> _Records for the task_

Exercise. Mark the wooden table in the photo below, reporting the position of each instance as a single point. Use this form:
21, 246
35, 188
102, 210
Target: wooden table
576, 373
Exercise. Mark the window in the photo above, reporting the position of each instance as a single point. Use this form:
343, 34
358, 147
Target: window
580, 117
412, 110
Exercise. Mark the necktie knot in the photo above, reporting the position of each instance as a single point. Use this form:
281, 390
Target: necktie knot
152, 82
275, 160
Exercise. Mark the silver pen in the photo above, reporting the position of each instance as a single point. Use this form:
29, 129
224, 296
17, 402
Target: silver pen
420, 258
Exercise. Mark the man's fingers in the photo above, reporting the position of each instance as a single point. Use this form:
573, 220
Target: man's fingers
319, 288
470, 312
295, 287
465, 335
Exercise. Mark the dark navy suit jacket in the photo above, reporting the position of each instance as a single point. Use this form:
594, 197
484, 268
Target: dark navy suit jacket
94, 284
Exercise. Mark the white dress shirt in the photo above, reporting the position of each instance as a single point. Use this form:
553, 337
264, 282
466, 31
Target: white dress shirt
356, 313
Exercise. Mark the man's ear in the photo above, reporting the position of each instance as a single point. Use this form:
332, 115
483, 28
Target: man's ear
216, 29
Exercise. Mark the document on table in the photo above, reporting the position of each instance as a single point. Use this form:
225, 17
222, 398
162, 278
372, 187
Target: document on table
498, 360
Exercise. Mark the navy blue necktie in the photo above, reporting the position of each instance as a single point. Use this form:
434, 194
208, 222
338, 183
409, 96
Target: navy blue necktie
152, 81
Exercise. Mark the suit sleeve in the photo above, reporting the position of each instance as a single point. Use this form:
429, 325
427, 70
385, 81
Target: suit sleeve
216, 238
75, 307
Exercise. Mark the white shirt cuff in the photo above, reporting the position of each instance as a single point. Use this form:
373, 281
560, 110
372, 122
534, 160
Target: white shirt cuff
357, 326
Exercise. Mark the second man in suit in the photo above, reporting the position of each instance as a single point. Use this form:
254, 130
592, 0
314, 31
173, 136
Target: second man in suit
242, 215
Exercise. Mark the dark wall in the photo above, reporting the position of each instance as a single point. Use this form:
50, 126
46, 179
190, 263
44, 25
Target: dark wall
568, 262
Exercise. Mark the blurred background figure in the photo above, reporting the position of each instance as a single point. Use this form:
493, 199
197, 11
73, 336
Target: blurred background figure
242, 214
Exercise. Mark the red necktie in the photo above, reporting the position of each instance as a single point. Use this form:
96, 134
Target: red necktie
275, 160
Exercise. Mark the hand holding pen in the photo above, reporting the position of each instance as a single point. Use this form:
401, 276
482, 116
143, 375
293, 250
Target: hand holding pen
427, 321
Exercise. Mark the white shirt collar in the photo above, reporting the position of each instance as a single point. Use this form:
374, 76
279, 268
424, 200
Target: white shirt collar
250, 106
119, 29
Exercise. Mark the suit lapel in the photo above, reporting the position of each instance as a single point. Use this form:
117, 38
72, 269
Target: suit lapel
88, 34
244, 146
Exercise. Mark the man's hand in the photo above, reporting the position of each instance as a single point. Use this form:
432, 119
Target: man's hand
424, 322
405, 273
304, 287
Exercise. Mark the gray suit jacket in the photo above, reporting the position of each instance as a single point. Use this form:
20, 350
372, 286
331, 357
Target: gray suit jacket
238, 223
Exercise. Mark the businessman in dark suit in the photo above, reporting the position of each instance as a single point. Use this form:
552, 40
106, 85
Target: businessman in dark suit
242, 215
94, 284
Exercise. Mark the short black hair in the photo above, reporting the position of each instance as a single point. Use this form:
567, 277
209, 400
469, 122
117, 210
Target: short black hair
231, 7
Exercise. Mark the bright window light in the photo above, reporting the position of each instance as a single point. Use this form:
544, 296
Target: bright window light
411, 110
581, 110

> _Directions for this task_
Return every line of the records above word for word, with nothing added, dropped, or altered.

> _Solution_
Exercise. Mark the wooden table in the photo below, reporting the position of each instance as a single point. Use this form:
21, 246
35, 188
102, 210
Target: wooden table
576, 373
Exercise. Mark the window in the photo above, reporting the position of each instance as a single point. Use this form:
343, 34
358, 147
Target: window
580, 117
412, 110
Exercise. Mark the necktie knot in the photo above, reporting the position of each instance as a single point. Use this form:
281, 390
Target: necktie knot
152, 82
275, 160
Exercise. Mark the silver pen in the photo above, reporting the position of each instance as a single point. Use this form:
29, 129
224, 296
17, 402
Target: silver pen
420, 258
Exercise. Mark the man's fingers in the photo above, reporting the position of each instance as a single point. Use this form:
573, 220
Target: man's fingers
319, 288
470, 312
295, 287
465, 335
Exercise. Mark the dark navy suit jacket in the photo above, reporting the position of each instance as a single point. Use this form:
594, 197
484, 268
Target: dark navy suit jacket
94, 284
Exercise. Mark the white dress shirt in the photo above, reporting the position of each instance as a single point. Use this form:
553, 337
264, 282
466, 31
Target: white dress shirt
356, 313
Exercise. Mark the man's ear in the photo above, reporting the position of each instance as a single point. Use this form:
332, 115
483, 28
Target: man's ear
216, 29
Exercise. Mark the document on table in the photo above, reporting the position of each instance as a single point. Use this form:
225, 17
222, 398
162, 278
372, 187
Target: document on table
498, 360
Exercise. Mark the navy blue necktie in the photo above, reporting the position of each instance as a single point. Use this form:
434, 194
208, 222
338, 183
409, 96
Target: navy blue necktie
152, 81
Exercise. Mark the suit sleeve in the photo above, reporting the position of each instance as a single point. Use this form:
429, 325
427, 70
385, 81
Target: suit sleeve
216, 238
75, 307
Exercise. Mark the white shirt cuff in the photo above, reporting the position of each instance as a single point. Use this form:
373, 281
560, 110
372, 122
534, 160
Target: white shirt cuff
357, 326
Exercise. Mark the second man in suit in the photo above, reporting the position of each instance as a single point. Use this form:
254, 130
592, 0
314, 31
173, 136
Target: second man in suit
242, 215
Exercise. Mark the dark wall in the photo above, reporting the position of each instance as a single point. Use this form:
50, 126
46, 179
190, 263
44, 25
Target: dark wall
568, 262
Exercise. Mark the blurred background figure in the photo above, reporting the position of each instance as a single point. Use this form:
493, 199
197, 11
73, 336
Target: blurred background figure
242, 214
Exercise. Mark the red necktie in the photo above, reporting the position of each instance as a single point. Use this form:
96, 134
Target: red necktie
275, 160
Exercise. Mark the hand holding pen in the photo above, reporting the position of each instance as a single point. Use this form:
401, 276
482, 116
143, 375
293, 250
Target: hand holding pen
427, 321
Exercise. Mark the white shirt collar in the photo above, reporting the position of each instance as a single point. Use this form:
374, 76
279, 268
424, 200
Target: white shirt collar
250, 106
119, 29
Exercise. Mark the suit lapel in the photo above, reporting the position of each instance as a single point. Use this form:
117, 38
72, 269
Target: suit lapel
88, 34
244, 146
Exercise. Mark the man's hand in the photo above, reporting the position of each instance as a single point. Use this form:
432, 119
Target: man's hand
424, 322
405, 273
304, 287
Exercise. Mark the gray suit jacket in the photo above, reporting the position of each instance as a single point. Use this form:
20, 350
372, 286
331, 357
Target: gray suit jacket
238, 223
Exercise. Mark the businessman in dark suit in the photo above, reporting the position of each instance as a single point. Use this form:
552, 40
106, 85
Target: businessman in dark suit
242, 215
94, 284
Exercise. Mark the short black hair in the photo above, reporting the position of each instance as a single point. Use this form:
567, 277
209, 400
469, 122
117, 210
Target: short black hair
231, 7
Exercise. Mark the bright window light in the photo above, reporting the position of each instance as a single point. Use this form:
544, 296
Target: bright window light
411, 110
581, 110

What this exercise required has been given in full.